- Prompt -
In the jean review below, what price range do Abercrombie's promotional sales regularly bring the Curve Love 90s Relaxed Jean down to?

- Extracted text -
-*-

Why You Should
Abercrombie Curve Love 90s Relaxed Jean Review
Introduction
The denim market is crowded with brands that claim to fit everyone while actually engineering their cuts for one body type and calling it universal. Abercrombie & Fitch's Curve Love line takes a different approach: it starts from the assumption that a meaningful waist-to-hip differential exists, and it builds the pant accordingly.
The Curve Love 90s Relaxed Jean is not a new concept, but it solves a specific and persistent problem — the waistband gap. If you've ever pulled on a pair of jeans that fit through the hips and thighs only to find four inches of open air at your lower back, you know exactly what this jean is designed to address. That's not a minor comfort issue. It affects how jeans sit, how they stay up, and how you feel wearing them.
This review covers everything you need to decide whether this particular jean is worth your $90–$110: the materials, the real-world fit, the styling versatility, and the honest limitations. Because there are some. Let's get into it.
Price
The Curve Love 90s Relaxed Jean retails between $90 and $110, with price variation depending on colorway and any ongoing promotional pricing on Abercrombie's site. Abercrombie runs sales and discount events frequently enough that buying at full retail without checking first would be a missed opportunity.
For the mid-range denim category, this price point is defensible but not unquestioned. You're paying more than you would for a mass-market option at Target or Old Navy, but less than you would for premium denim from brands like AGOLDE or Madewell's upper tier. What you're paying for here is primarily the fit architecture — the Curve Love proportioning — rather than exceptional fabric quality or construction craftsmanship.
If the fit works for your body, the price-per-wear math improves significantly, particularly for buyers who convert to purchasing multiple washes. If you're on the fence about the construction quality justifying the cost, wait for a sale. Abercrombie's promotional pricing regularly brings these into the $60–$75 range.
Materials and Construction
Most SKUs in the Curve Love 90s Relaxed Jean line are constructed from approximately 99% cotton and 1% elastane, though some colorways incorporate a small percentage of polyester. Confirm the exact fiber composition on the specific product page before purchasing, as it does vary across the range.
The elastane content is minimal but functional. It's enough to give the denim recoverable stretch — meaning the fabric moves with you and returns to shape rather than bagging out at the knees and seat after a few hours of wear. It is not the kind of dramatic four-way stretch you'd find in a performance or "super stretch" denim; this reads and behaves like traditional denim with a controlled give.
The weight and feel of the fabric is mid-range. It's not the dense, rigid denim of a heritage workwear brand, and it's not the thin, almost trouser-like denim that cheaper fast-fashion labels pass off as jeans. It sits somewhere in the middle — substantial enough to hold its structure, but not stiff or uncomfortable on first wear.

-*-

- Available data -
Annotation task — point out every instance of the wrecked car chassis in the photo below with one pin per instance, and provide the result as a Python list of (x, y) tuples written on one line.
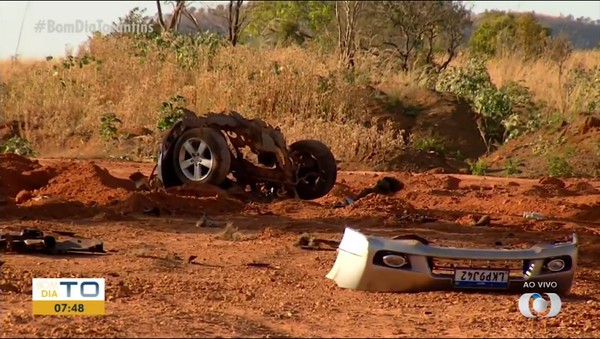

-*-

- Complete answer -
$60–$75